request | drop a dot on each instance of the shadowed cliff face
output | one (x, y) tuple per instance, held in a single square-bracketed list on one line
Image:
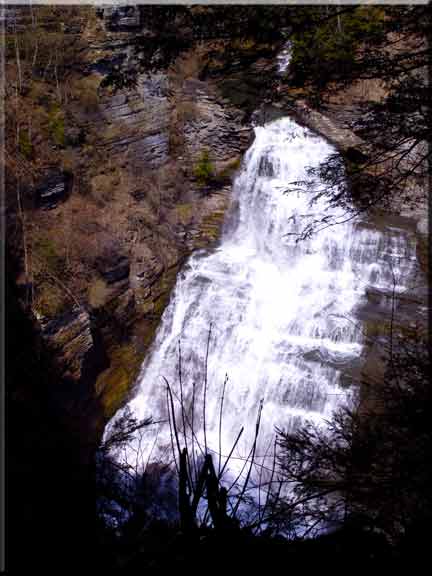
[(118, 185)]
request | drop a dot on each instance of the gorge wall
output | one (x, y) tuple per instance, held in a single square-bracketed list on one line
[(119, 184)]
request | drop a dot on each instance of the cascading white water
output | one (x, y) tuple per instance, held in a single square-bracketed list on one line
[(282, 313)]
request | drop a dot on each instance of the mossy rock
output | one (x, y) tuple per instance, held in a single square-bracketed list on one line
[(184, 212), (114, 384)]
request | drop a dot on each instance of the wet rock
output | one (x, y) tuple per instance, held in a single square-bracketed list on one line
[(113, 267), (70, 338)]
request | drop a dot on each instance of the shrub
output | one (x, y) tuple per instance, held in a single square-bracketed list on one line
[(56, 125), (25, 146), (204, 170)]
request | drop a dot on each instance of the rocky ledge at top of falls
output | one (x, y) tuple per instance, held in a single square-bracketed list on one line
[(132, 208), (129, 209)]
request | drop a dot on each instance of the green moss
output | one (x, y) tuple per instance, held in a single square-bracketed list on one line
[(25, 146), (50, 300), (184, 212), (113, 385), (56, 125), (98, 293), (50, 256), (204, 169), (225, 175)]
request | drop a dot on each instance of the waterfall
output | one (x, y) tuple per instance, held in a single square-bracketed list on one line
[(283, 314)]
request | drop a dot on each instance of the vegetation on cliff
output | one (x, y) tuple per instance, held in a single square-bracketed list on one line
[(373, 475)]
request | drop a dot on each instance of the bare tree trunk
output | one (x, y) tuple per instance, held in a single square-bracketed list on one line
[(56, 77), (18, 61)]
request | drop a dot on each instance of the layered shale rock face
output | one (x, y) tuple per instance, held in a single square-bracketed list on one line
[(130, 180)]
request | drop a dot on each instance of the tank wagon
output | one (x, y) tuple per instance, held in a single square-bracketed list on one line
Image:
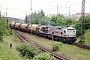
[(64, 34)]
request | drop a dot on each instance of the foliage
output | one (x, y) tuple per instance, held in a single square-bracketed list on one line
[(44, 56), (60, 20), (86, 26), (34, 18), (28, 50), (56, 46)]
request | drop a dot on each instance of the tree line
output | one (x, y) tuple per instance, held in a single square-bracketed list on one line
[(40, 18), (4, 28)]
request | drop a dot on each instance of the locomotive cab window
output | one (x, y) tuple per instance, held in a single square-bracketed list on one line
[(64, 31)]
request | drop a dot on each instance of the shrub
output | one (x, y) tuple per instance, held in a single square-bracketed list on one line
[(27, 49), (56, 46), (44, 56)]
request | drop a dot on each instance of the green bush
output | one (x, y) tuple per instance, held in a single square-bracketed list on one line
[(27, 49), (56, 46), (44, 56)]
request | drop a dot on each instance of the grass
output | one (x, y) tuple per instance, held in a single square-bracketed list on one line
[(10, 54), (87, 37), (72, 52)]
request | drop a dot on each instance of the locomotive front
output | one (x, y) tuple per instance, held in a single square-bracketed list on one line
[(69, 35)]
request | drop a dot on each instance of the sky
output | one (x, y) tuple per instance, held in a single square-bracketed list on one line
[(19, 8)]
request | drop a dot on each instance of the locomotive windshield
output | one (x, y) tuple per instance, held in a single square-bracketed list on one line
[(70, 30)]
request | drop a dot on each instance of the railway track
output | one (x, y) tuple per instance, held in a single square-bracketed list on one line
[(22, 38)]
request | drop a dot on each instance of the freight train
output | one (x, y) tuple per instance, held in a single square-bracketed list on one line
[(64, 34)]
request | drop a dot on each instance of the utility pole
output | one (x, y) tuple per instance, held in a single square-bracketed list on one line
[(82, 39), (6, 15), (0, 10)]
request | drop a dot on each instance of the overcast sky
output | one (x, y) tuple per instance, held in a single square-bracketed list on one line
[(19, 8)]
======
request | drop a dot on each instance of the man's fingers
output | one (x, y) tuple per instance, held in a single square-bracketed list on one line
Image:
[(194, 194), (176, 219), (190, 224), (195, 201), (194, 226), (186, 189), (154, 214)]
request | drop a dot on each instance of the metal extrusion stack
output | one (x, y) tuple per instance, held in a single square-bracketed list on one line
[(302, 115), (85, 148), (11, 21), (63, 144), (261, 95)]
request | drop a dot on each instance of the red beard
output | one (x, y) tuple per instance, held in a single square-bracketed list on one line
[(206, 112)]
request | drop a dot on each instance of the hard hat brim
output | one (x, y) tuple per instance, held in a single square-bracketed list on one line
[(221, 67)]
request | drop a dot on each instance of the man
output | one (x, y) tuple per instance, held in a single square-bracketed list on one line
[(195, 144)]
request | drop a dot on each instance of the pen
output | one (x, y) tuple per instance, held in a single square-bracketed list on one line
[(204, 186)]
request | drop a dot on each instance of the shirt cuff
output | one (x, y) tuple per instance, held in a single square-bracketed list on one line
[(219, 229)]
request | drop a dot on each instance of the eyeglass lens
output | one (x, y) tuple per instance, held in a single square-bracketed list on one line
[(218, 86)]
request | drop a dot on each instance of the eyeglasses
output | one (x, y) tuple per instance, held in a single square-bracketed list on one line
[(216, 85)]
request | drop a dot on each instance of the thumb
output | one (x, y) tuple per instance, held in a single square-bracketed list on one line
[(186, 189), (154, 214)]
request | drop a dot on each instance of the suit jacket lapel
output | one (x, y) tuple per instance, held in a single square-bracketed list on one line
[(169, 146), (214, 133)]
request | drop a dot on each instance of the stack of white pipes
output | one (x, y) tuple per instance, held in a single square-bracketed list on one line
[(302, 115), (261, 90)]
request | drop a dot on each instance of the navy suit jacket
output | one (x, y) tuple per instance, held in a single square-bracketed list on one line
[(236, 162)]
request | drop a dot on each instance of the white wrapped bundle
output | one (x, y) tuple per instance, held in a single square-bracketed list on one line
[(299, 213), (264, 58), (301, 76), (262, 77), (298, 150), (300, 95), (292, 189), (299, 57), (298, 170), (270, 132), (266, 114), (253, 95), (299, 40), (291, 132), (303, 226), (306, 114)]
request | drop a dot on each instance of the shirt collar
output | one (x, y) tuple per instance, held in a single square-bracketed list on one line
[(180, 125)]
======
■ **EXERCISE DIRECTIONS**
Go through the records and tally the lines that include "white". Write only the number.

■ **TASK RESULT**
3